- _TASKS AND EXERCISES_:
1: Decide whether each statement below agrees with the essay on antisemitism and anti-queer laws. Answer yes or no for each, and quote the essay's deciding words exactly.
(a) The author's mother was Jewish.
(b) Florida's anti-queer legislation started in July 2022.
(c) The author's father died before Donald Trump became president.
2: According to the essay on antisemitism and anti-queer laws, who was killed when a marcher in Charlottesville drove his car into a crowd of counterdemonstrators?
3: Pick up the essay on antisemitism and anti-queer laws after its last sentence and continue writing it.

One day when I was about six, I was walking with my dad in New York City. We noticed that someone had stuck little folded squares of paper under the windshield wipers of the cars parked on the street beside us. My father picked one up and read it. I saw his face grow dark with anger.
“What is it, Papa?”
“It’s a message from people who think that all Jews should be killed.”
This would have been in the late 1950s, a time when the Nazi extermination of millions of Jews in Europe was still fresh in the American consciousness. Not, you might have thought, a good season for sowing murderous antisemitism in lower Manhattan. Already aware that, being the daughter of a Jewish father and gentile mother, I was myself a demi-semite, I was worried. I knew that these people wanted to kill my father, but with a typical child-centered focus, I really wanted to know whether the gentile half of my heredity would protect me in the event of a new Holocaust.
“Would they kill me, too?” I asked.
Yes, he told me, they would if they could. But he then reassured me that such people would never actually have the power to do what they wanted to. It couldn’t happen here.
I must admit that I’m grateful my father died before Donald Trump became president, before tiki-torch-bearing Nazi wannabes seeking to “Unite the Right” marched through Charlottesville, Virginia, in 2017, chanting “Jews will not replace us!” before one of them drove his car into a crowd of counterdemonstrators, killing Heather Heyer, and before President Trump responded to the whole event by declaring that “you also had people that were very fine people, on both sides.”
Are queer people the new Jews?
Maybe the grubby little group behind the tracts my father and I saw that day in New York would have let me live. Maybe not. In those days home-grown fascists were rare and so didn’t have that kind of power.
Now, however, there’s a new extermination campaign stalking this country that would definitely include me among its targets: The right-wing Republican crusade against “sexual predators” and “groomers,” by which they mean LGBTQI+ people. (I’m going to keep things simple here by just writing “LGBT” or “queer” to indicate this varied collection of Americans who are presently a prime target of the right wing in this country.)
You may think “extermination campaign” is an extreme way to describe the set of public pronouncements, laws, and regulations addressing the existence of queer people here. Sadly, I disagree. Ambitious would-be Republican presidential candidates across the country, from Florida Governor Ron DeSantis to the less-known governor of North Dakota, Doug Burgum, are using anti-queer legislation to bolster their primary campaigns. For Florida, it started in July 2022 with DeSantis’s Parental Rights in Education act (better known as his “Don’t Say Gay” law), which mandated that, in the state’s public schools,
“Classroom instruction by school personnel or third parties on sexual orientation or gender identity may not occur in kindergarten through grade 3 or in a manner that is not age-appropriate or developmentally appropriate for students in accordance with state standards.”

- _DATA SECTION_:
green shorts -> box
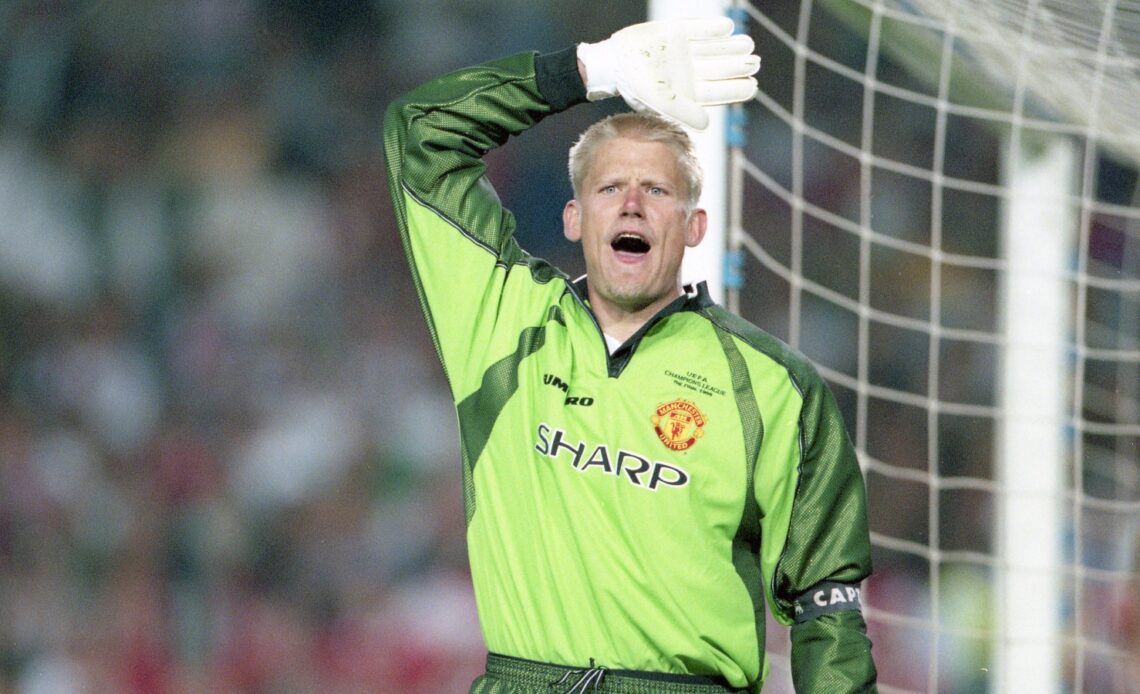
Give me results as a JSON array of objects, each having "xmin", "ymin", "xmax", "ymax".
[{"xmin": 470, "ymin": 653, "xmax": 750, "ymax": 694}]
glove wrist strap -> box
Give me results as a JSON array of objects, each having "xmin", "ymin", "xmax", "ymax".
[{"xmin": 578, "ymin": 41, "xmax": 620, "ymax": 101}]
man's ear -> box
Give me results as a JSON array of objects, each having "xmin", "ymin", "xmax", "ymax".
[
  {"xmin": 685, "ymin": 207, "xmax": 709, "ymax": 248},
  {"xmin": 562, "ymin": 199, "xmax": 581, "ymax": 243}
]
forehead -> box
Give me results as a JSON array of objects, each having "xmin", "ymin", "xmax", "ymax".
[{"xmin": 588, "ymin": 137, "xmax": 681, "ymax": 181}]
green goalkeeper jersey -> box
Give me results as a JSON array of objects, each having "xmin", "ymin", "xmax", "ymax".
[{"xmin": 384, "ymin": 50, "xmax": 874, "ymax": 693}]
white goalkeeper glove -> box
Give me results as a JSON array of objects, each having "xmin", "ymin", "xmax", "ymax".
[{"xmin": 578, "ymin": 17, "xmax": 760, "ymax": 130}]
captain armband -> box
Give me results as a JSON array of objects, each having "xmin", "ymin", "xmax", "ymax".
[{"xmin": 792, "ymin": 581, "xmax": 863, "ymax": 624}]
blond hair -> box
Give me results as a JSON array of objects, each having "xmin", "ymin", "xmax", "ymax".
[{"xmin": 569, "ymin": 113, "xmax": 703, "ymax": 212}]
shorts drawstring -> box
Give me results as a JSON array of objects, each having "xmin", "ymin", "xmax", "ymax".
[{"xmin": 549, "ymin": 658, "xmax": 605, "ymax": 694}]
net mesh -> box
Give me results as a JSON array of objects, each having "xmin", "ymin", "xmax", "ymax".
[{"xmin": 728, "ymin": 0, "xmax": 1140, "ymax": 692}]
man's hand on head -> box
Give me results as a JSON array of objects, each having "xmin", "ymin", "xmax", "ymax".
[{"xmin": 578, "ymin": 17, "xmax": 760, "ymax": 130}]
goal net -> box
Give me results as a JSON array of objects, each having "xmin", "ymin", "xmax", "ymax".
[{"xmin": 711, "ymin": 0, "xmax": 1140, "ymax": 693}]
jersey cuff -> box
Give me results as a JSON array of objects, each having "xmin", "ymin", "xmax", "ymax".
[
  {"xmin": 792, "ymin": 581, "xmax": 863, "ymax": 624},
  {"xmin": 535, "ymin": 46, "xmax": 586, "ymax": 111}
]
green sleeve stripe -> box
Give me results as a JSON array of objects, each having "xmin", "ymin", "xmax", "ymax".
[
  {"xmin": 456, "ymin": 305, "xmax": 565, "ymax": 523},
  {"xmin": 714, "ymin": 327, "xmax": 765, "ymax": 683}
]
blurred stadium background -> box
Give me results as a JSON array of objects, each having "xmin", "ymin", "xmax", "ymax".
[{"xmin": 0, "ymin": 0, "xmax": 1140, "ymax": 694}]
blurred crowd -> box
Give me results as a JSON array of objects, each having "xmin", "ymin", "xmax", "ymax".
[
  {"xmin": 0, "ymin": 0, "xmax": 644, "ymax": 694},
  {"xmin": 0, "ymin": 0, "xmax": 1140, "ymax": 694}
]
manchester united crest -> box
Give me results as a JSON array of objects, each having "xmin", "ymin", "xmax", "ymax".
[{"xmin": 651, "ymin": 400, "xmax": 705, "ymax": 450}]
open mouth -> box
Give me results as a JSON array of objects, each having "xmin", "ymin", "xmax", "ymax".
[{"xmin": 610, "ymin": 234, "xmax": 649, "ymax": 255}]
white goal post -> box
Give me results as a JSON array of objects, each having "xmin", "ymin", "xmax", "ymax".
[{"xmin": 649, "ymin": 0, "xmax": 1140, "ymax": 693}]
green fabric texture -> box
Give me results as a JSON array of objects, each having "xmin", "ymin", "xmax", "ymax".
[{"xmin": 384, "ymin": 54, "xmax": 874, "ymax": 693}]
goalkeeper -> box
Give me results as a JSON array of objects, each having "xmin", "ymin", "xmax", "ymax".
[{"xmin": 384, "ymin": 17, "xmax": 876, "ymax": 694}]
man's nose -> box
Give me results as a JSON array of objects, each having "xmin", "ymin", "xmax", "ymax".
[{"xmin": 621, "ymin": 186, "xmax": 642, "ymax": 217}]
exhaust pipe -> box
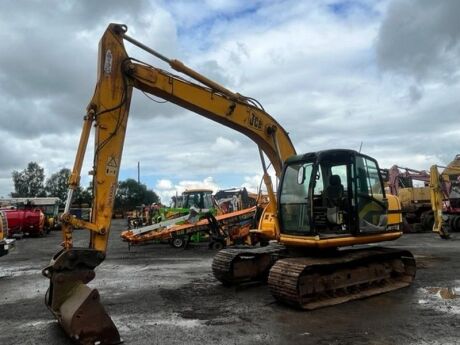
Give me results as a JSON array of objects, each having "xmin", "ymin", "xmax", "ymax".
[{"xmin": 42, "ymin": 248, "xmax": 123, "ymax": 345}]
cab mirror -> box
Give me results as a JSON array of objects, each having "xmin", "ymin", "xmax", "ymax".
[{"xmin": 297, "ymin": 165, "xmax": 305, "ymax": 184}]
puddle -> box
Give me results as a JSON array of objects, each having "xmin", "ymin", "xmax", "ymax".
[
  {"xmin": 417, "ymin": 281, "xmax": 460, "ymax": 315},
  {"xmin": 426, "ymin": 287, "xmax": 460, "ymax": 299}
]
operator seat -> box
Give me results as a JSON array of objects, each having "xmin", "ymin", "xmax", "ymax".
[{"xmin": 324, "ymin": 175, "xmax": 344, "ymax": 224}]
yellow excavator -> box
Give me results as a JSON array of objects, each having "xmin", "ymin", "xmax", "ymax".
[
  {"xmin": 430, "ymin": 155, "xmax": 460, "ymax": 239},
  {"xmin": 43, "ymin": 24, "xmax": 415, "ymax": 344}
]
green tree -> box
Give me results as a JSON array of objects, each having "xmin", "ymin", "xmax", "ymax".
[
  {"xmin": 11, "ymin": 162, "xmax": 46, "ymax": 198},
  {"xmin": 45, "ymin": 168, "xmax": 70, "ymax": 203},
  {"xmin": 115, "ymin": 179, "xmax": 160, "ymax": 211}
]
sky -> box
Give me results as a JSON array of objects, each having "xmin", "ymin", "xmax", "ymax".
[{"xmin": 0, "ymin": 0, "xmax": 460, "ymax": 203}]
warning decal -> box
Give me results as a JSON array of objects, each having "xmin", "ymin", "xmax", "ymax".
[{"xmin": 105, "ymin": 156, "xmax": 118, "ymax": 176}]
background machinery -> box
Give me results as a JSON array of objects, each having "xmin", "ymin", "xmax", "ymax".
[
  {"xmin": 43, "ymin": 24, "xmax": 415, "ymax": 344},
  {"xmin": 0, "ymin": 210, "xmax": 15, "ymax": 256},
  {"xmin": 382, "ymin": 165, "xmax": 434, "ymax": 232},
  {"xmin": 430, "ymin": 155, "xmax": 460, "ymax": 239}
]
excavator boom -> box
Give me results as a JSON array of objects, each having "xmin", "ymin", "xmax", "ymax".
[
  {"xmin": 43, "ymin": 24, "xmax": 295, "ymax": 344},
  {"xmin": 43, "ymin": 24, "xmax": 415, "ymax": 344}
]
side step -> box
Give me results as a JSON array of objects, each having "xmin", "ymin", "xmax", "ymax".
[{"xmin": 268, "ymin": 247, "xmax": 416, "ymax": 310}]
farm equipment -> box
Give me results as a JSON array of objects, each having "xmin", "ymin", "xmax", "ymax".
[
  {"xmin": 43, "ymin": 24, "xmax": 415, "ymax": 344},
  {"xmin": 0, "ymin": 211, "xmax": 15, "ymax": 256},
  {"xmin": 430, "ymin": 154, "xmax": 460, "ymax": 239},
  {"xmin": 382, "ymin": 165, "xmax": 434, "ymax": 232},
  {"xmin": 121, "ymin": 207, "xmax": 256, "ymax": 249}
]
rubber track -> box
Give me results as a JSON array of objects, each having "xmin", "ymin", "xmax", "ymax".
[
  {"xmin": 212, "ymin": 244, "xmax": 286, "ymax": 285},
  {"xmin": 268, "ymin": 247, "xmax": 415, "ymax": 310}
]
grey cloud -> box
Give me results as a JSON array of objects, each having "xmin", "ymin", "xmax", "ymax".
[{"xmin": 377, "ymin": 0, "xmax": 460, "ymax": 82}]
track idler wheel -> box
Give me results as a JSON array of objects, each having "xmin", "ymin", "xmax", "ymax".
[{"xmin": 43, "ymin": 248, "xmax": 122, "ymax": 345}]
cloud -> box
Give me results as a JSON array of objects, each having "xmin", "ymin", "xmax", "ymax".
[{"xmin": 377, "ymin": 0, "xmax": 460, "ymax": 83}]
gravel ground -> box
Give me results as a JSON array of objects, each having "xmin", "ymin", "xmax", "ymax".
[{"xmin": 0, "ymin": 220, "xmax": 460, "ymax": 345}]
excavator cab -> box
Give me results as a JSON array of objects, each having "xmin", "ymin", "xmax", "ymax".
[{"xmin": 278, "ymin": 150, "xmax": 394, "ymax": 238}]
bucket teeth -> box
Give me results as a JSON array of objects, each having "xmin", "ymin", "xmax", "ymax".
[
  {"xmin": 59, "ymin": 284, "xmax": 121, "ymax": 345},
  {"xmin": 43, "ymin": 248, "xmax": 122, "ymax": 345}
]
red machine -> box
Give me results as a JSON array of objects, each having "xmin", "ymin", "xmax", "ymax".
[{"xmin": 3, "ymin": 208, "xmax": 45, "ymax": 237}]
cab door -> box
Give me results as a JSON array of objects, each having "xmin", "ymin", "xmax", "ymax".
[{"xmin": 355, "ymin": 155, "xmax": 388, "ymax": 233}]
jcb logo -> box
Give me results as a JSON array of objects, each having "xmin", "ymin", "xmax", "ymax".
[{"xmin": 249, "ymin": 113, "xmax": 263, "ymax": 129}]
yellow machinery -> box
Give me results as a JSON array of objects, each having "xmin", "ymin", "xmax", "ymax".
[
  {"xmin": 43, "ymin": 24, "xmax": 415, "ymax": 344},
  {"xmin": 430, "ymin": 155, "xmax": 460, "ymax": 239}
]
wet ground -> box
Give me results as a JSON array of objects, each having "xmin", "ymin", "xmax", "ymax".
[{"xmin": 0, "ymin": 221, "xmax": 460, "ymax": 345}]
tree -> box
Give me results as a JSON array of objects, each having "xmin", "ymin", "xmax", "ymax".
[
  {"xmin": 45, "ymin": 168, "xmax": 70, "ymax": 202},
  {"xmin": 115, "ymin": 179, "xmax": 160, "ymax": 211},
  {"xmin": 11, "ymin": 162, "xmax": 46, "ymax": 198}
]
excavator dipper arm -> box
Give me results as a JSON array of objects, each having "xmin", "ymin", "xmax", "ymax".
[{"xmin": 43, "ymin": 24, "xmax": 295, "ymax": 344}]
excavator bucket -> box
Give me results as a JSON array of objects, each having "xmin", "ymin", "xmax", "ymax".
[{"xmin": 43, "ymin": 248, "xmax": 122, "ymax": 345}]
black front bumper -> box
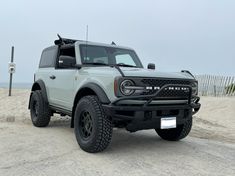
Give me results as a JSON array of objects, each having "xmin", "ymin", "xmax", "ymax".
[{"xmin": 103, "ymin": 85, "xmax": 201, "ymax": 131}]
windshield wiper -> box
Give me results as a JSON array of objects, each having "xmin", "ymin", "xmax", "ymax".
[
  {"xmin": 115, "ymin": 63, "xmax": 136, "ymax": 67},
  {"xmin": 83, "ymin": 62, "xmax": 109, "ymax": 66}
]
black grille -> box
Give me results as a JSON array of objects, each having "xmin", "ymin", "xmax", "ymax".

- _ANSWERS BY ITEM_:
1:
(a) No: "being the daughter of a Jewish father and gentile mother"
(b) Yes: "For Florida, it started in July 2022 with DeSantis’s Parental Rights in Education act"
(c) Yes: "I’m grateful my father died before Donald Trump became president"

2: Heather Heyer.

3:
In April 2023, DeSantis doubled down, signing a new law that extended the ban all the way up through high school. Florida teachers at every level now run the very real risk of losing their jobs and credentials if they violate the new law. And queer kids, who are already at elevated risk of depression and suicide, have been deprived of the kind of affirming space that, research shows, greatly reduces those possibilities.
Is Florida an outlier? Not really. Other states have followed its lead in restricting mentions of sexual orientation or gender identity in their public schools. By February of this year, 42 such bills had been introduced in a total of 22 states and are creating a wave of LGBT refugees.
But the attacks against queer people go well beyond banning any discussion of gayness in public schools. We’re also witnessing a national campaign against trans and non-binary people that, in effect, aims to eliminate such human beings altogether, whether by denying their very existence or denying them the medical care they need. This campaign began with a focus on trans youth but has since widened to include trans and non-binary people of all ages.
Misgendering: As of 2023, seven states have laws allowing (or requiring) public school teachers to refuse to use the preferred pronouns of students if they don’t match their official sex. This behavior is called “misgendering” and it’s more than a violation of common courtesy. It’s a denial of another person’s being, their actual existence, and can have a lethal effect. Such repudiation of trans and non-binary young people significantly increases their chances of committing suicide.
It also increases the chances that their non-queer peers will come to view them with the kind of disrespect and even contempt that could also prove lethal and certainly increases their chances of becoming targets of violence. In 2022, for example, CBS News reported that “the number of trans people who were murdered in the U.S. nearly doubled between 2017 and 2021.” It’s no accident that this increase correlates with an increase in high-profile political and legal attacks on trans people. Sadly, but not surprisingly, race hatred has also played a role in many of these deaths. While Blacks represent about 13% of trans and non-binary people, they accounted for almost three-quarters of those murder victims.
Medical care: Laws allowing or even requiring misgendering in classrooms are, however, only the beginning. Next up? Denying trans kids, and ultimately trans adults, medical care. As of June 1st of this year, according to the national LGBT rights organization Human Rights Campaign, 20 states already ban gender-affirmative medical care for trans youth up to age 18. Another seven states now have such bans under consideration.
What is “gender affirmative” medical care? According to the World Health Organization, it “can include any single or combination of a number of social, psychological, behavioral, or medical (including hormonal treatment or surgery) interventions designed to support and affirm an individual’s gender identity.” In other words, it’s the kind of attention needed by people whose gender identity does not align in some way with the sex they were assigned at birth.
What does it mean to deprive a trans person of such care? It can, in fact, prove to be a death sentence.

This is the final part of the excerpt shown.